(JOB) Pick out every line below that contains the string "instance", and copy each of those lines unchanged.

(MATERIAL TO PROCESS)

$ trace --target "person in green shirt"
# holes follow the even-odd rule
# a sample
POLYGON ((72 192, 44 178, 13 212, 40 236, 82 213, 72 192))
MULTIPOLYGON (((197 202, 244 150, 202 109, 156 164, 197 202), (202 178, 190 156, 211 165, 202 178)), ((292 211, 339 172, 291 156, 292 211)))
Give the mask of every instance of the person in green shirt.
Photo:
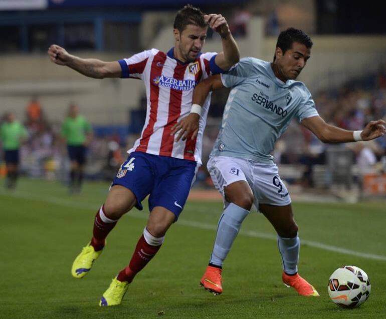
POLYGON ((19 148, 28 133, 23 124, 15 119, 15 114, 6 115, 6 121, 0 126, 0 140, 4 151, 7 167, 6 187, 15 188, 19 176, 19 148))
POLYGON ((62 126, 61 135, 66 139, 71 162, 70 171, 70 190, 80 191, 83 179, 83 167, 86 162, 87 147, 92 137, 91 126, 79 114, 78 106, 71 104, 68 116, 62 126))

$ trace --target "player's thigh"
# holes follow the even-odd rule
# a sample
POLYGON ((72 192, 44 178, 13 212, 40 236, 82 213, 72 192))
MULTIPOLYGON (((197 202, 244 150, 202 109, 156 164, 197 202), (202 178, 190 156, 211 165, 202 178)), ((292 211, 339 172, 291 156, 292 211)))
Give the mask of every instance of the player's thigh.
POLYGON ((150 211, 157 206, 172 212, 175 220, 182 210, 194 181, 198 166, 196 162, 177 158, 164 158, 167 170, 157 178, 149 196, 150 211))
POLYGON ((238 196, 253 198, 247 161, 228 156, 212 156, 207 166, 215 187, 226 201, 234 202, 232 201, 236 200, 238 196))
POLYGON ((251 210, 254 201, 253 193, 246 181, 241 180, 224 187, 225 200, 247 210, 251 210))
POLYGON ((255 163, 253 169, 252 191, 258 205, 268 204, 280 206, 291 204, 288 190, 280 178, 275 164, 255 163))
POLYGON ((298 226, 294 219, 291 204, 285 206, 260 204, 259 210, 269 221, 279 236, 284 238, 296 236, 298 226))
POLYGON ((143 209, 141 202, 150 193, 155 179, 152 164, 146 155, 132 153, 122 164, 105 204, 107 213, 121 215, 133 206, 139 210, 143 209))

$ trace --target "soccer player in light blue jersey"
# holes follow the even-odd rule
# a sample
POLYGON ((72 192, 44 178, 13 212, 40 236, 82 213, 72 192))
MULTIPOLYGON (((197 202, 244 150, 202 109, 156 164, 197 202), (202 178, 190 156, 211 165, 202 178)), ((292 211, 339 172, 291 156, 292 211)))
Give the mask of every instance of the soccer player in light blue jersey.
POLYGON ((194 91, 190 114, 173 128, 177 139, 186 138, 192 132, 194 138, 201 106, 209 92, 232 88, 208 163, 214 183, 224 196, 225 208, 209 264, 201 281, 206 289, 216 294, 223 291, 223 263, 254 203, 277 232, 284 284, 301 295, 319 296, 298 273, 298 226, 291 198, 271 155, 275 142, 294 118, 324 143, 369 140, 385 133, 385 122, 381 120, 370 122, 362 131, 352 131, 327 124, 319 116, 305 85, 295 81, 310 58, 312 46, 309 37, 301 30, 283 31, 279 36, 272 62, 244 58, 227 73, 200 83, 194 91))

--

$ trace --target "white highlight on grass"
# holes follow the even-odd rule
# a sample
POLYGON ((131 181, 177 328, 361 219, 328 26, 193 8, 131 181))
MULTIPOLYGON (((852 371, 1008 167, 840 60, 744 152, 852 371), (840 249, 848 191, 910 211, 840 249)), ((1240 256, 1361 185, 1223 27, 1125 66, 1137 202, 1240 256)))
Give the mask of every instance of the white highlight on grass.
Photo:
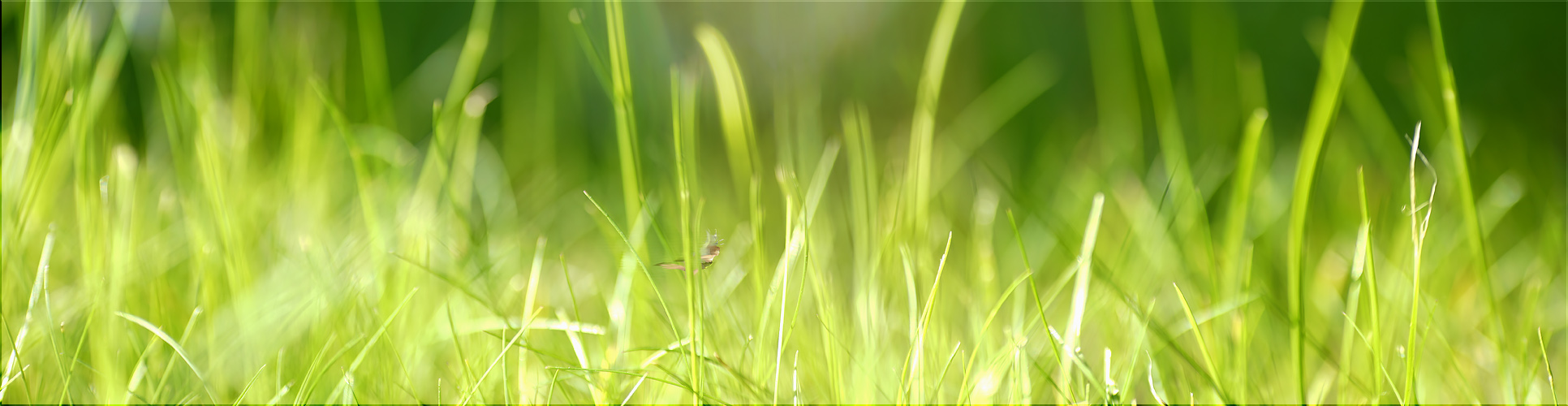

(ANSWER)
Give the mask of every instance of the person in green shirt.
Give the mask of every instance of the player's thigh.
Give the mask of every instance of the soccer player in light blue jersey.
Give the mask of every instance of the white highlight on grass.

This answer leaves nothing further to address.